**Exercise**:
Can you retype every record below exactly as written?

**Provided data**:
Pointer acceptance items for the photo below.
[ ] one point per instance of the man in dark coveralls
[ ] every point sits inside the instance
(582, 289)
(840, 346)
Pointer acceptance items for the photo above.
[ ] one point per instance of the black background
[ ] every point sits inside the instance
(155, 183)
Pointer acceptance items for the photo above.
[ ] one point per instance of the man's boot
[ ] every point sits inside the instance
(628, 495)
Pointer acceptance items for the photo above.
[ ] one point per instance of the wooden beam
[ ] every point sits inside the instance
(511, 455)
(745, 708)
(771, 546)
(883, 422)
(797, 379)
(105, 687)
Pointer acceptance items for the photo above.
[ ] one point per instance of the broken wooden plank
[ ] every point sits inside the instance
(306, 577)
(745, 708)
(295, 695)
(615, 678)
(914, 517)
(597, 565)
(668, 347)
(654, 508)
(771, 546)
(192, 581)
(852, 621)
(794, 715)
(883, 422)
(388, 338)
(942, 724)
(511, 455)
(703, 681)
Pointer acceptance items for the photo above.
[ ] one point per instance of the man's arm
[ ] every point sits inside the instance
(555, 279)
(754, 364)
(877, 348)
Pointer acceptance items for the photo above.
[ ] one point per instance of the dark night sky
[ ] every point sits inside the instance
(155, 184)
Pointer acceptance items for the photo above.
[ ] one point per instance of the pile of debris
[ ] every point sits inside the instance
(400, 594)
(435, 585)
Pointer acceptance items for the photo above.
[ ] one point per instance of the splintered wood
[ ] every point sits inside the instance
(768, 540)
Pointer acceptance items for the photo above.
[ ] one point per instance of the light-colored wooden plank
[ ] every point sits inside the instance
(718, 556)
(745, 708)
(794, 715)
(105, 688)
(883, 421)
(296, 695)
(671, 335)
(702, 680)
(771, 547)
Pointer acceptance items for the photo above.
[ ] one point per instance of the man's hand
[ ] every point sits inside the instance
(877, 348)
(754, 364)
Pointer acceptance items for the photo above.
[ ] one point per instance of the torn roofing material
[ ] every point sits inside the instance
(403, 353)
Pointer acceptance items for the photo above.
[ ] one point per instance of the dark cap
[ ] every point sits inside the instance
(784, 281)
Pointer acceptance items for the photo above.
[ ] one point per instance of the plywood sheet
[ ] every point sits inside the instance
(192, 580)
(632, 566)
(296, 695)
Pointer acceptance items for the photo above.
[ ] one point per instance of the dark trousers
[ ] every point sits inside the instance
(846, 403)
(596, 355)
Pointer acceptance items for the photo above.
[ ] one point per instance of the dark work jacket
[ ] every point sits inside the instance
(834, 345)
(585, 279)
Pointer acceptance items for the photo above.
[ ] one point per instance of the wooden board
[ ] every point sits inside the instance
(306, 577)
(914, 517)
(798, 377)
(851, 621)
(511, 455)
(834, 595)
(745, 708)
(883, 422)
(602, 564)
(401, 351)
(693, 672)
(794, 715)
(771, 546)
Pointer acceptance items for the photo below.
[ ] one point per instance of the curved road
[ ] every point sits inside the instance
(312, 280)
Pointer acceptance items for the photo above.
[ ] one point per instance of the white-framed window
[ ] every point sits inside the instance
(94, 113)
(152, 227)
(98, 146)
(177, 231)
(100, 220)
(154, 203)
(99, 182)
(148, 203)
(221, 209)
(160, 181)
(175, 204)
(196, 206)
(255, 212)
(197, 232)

**Result of this exercise**:
Pointer acceptance items for the photo below.
[ ] one point per instance of the man in dark coveralls
[ ] every point sits inside the instance
(582, 289)
(840, 346)
Pointer acceptance items for the photo above.
[ ] one point per instance of the black background
[ ] every point sits inside the instance
(155, 183)
Pointer acceptance items for the photo above.
[ ] one point per instance of the man's boot
[ ] every point sits inside the instance
(628, 495)
Pointer acceptance items for the photo above.
[ ] one point per instance of the wooden beam
[ ] every point sits inside the instance
(511, 455)
(745, 708)
(771, 546)
(883, 422)
(797, 379)
(105, 687)
Pointer acceptance items for the photo above.
[ ] one point per instance of the broken wooden plank
[ ] every point sits inside the instance
(306, 577)
(745, 708)
(295, 695)
(615, 678)
(914, 517)
(597, 565)
(668, 347)
(654, 508)
(771, 546)
(192, 581)
(852, 621)
(794, 715)
(883, 422)
(388, 338)
(942, 724)
(511, 455)
(703, 681)
Pointer acceptance items for the photo above.
[ ] one point per instance of the man's arm
[ ] every point sits inside the instance
(555, 279)
(754, 364)
(877, 348)
Pointer acceptance items for the photo above.
[ ] one point per instance of the dark night sky
[ ] every point sits inside the instance
(155, 184)
Pointer acceptance items for the photo above.
[ ] one point per instance of the pile of debris
[ ] every point sits inside the instance
(400, 594)
(435, 585)
Pointer acceptance items for the photo above.
[ ] one point per instance of the splintered wood
[ ] every point sits inside the instance
(768, 540)
Pointer acceptance items for the photo above.
[ ] one point per instance of the light-colored wooden plank
[ ] every point sits inside the instance
(718, 556)
(745, 708)
(794, 715)
(105, 688)
(883, 421)
(296, 695)
(671, 335)
(702, 680)
(771, 547)
Pointer acceptance items for the photo above.
[ ] one point per instance of the man's hand
[ ] every point sits inside the instance
(877, 348)
(754, 364)
Pointer acceptance items for the photo above.
[ ] one point per instance of the torn roofing material
[ ] every point sits inside the instance
(403, 353)
Pointer acceptance items for the photo above.
[ ] one point per instance of the dark cap
[ ] every point sits inside the instance
(784, 281)
Pointer acceptance items for the photo above.
[ ] one point per instance of the plywood sheet
[ ] every point sits inside the instance
(192, 580)
(632, 566)
(296, 695)
Pointer acceptance items for the photo above.
[ ] one point per instance of the dark trousers
[ ] every point sits inside the instance
(846, 403)
(596, 355)
Pointer acceptance items for the photo above.
[ ] one point per instance of the dark work jacket
[ ] every point sits inside the instance
(834, 345)
(585, 279)
Pointer acceptance items for the photo above.
[ ] one point per instance of the wooden board
[ ] every point sits inside the instance
(306, 577)
(914, 517)
(798, 377)
(851, 621)
(511, 455)
(834, 595)
(745, 708)
(883, 422)
(602, 564)
(401, 351)
(693, 672)
(794, 715)
(771, 546)
Pointer acceptance items for the photo below.
[ ] one point per instance of the curved road
[ ] every point sits inside the instance
(312, 280)
Pointer acceptance items for the photo above.
[ ] one point per instance of the white-framed window
[ ] every point sits inside the instance
(94, 113)
(152, 227)
(98, 146)
(177, 231)
(100, 220)
(154, 203)
(99, 182)
(148, 203)
(221, 209)
(160, 181)
(175, 204)
(196, 206)
(255, 212)
(197, 232)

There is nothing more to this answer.